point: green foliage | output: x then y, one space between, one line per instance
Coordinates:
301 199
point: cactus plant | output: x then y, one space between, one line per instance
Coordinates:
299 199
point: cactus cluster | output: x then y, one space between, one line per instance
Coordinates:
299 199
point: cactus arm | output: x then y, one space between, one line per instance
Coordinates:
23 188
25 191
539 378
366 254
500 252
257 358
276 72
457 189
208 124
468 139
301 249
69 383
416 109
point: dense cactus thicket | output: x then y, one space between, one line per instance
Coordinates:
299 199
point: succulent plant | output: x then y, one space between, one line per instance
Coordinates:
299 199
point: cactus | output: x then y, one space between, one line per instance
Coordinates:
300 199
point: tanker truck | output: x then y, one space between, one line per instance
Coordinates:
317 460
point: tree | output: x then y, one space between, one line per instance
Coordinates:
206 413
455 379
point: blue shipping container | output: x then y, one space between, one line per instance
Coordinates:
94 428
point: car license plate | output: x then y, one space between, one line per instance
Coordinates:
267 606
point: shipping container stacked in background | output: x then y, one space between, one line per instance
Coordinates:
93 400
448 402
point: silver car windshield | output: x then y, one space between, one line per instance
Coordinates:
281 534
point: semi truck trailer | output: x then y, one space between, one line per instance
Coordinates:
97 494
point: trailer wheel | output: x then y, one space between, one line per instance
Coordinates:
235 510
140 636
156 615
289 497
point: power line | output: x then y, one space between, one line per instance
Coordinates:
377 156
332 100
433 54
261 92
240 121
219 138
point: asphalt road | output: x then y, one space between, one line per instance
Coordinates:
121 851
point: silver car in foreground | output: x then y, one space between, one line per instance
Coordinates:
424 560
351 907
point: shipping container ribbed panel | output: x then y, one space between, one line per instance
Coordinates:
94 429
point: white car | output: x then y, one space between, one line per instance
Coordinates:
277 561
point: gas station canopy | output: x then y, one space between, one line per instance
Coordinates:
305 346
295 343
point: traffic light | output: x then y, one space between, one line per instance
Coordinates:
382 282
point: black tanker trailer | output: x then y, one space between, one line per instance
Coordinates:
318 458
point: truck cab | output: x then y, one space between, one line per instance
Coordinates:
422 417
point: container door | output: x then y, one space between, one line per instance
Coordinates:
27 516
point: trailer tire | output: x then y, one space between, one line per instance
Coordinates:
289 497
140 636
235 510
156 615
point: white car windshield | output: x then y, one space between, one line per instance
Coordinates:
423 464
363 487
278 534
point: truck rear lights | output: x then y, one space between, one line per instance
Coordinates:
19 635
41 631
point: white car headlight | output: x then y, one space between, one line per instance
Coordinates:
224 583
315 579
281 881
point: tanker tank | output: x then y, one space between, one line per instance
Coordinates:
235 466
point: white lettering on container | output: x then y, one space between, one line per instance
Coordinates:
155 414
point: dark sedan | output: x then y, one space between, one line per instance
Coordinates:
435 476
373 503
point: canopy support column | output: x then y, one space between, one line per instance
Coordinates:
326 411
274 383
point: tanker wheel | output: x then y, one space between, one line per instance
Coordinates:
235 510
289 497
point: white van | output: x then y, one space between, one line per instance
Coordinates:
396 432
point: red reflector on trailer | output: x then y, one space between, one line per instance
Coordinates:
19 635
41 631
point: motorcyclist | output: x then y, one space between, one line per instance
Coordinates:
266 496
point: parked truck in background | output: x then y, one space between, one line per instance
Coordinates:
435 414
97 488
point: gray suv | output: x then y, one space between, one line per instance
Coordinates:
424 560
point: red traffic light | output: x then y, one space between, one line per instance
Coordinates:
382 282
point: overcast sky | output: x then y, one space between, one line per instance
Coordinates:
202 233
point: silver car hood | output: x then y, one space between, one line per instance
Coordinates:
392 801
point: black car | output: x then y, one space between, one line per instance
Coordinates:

◇ ◇ ◇ ◇ ◇ ◇ ◇

▸ What to produce
Render every line of the records above as a numbered list, leaving out any blank lines.

▸ Solution for this task
1. point: green foliage | output: x then y, one space between, one line per instance
2. Coordinates:
3. 301 199
4. point: cactus plant | output: x then y, one space between, one line per instance
5. Coordinates:
6. 299 199
7. point: cactus cluster | output: x then y, one space between, one line per instance
8. Coordinates:
9. 299 199
10. point: cactus arm | output: x then y, one space between, one line per instance
11. Coordinates:
12. 23 188
13. 25 191
14. 539 378
15. 366 254
16. 500 252
17. 257 358
18. 276 72
19. 457 189
20. 208 124
21. 468 139
22. 301 249
23. 69 383
24. 416 109
25. point: dense cactus thicket | output: x then y, one space between, one line per instance
26. Coordinates:
27. 299 199
28. point: succulent plant | output: x then y, one space between, one line per instance
29. Coordinates:
30. 299 199
31. point: cactus | output: x then y, one space between, one line per instance
32. Coordinates:
33. 300 199
34. point: tanker truck | output: x then y, one space between, one line per instance
35. Coordinates:
36. 317 460
37. point: tree | output: x then y, one space between, one line per instance
38. Coordinates:
39. 206 413
40. 455 379
41. point: blue shipping container | output: x then y, one space between, one line per instance
42. Coordinates:
43. 94 428
44. point: car license plate | output: x then y, one space between, one line per instance
45. Coordinates:
46. 267 606
47. point: shipping container stacked in background | output: x then y, one space between, one line per instance
48. Coordinates:
49. 93 400
50. 448 402
51. point: silver car windshield | output: x then y, one space between, one line per instance
52. Coordinates:
53. 281 534
54. point: semi truck trailer | output: x then y, one space between, one line per instance
55. Coordinates:
56. 97 494
57. point: trailer wheel | output: x then y, one space between, one line per instance
58. Coordinates:
59. 235 510
60. 140 636
61. 156 615
62. 289 497
63. point: power line | output: x then y, one space between, one line per instance
64. Coordinates:
65. 377 156
66. 332 100
67. 433 54
68. 261 92
69. 240 121
70. 219 138
71. point: asphalt road | output: x then y, one space between, one line per instance
72. Coordinates:
73. 121 851
74. point: silver car in foreground | output: x then y, one space between, one line per instance
75. Coordinates:
76. 424 560
77. 351 907
78. point: shipping container ribbed panel | output: x then y, one space between, one line per instance
79. Coordinates:
80. 94 429
81. point: white car | output: x then y, one space between, one line per instance
82. Coordinates:
83. 277 561
84. point: gas station canopy | output: x then y, one space between, one line per instance
85. Coordinates:
86. 305 346
87. 295 343
88. point: traffic light | output: x then y, one space between, one line per instance
89. Coordinates:
90. 382 282
91. point: black tanker trailer | output: x then y, one space between, one line per instance
92. Coordinates:
93. 318 458
94. point: truck cab | output: x then y, one space between, one line per instance
95. Coordinates:
96. 422 417
97. point: container door | output: x then y, one space between, one line per instance
98. Coordinates:
99. 27 516
100. point: trailer tire | output: x then y, one space between, one line per instance
101. Coordinates:
102. 289 497
103. 140 636
104. 235 510
105. 156 615
106. point: white car windshield | output: x then y, one space between, one line per instance
107. Coordinates:
108. 423 464
109. 363 487
110. 278 534
111. point: truck rear lights | output: x then y, one space between, one line per instance
112. Coordinates:
113. 19 635
114. 41 631
115. point: white car headlight | output: x then y, one space between, one line per instance
116. Coordinates:
117. 224 583
118. 315 579
119. 281 881
120. point: tanker tank | output: x then y, one space between, one line per instance
121. Coordinates:
122. 235 466
123. point: white lettering on container | output: x then y, one space between, one line per instance
124. Coordinates:
125. 155 414
126. point: dark sedan | output: x then y, one space between, one line per instance
127. Coordinates:
128. 435 476
129. 373 503
130. point: canopy support column | output: x then y, one space between, one line per instance
131. Coordinates:
132. 326 411
133. 274 383
134. point: tanker wheel | output: x then y, one space between, one line per instance
135. Coordinates:
136. 235 510
137. 289 497
138. point: white van | output: x then y, one space between, one line per instance
139. Coordinates:
140. 396 432
141. point: red reflector on trailer | output: x then y, one space between, one line per instance
142. Coordinates:
143. 19 635
144. 41 631
145. point: motorcyclist | output: x then y, one space between, one line per instance
146. Coordinates:
147. 266 496
148. point: parked truck in background | output: x then y, one space between, one line per instance
149. Coordinates:
150. 435 414
151. 97 488
152. point: gray suv | output: x then y, one space between, one line per instance
153. Coordinates:
154. 424 560
155. point: red traffic light | output: x then y, one space between, one line per instance
156. Coordinates:
157. 382 282
158. point: overcast sky | output: x then y, one space between, one line per instance
159. Coordinates:
160. 202 233
161. point: silver car hood | output: x then y, one space between, one line per instance
162. Coordinates:
163. 392 801
164. point: black car | output: x then y, one space between, one line per instance
165. Coordinates:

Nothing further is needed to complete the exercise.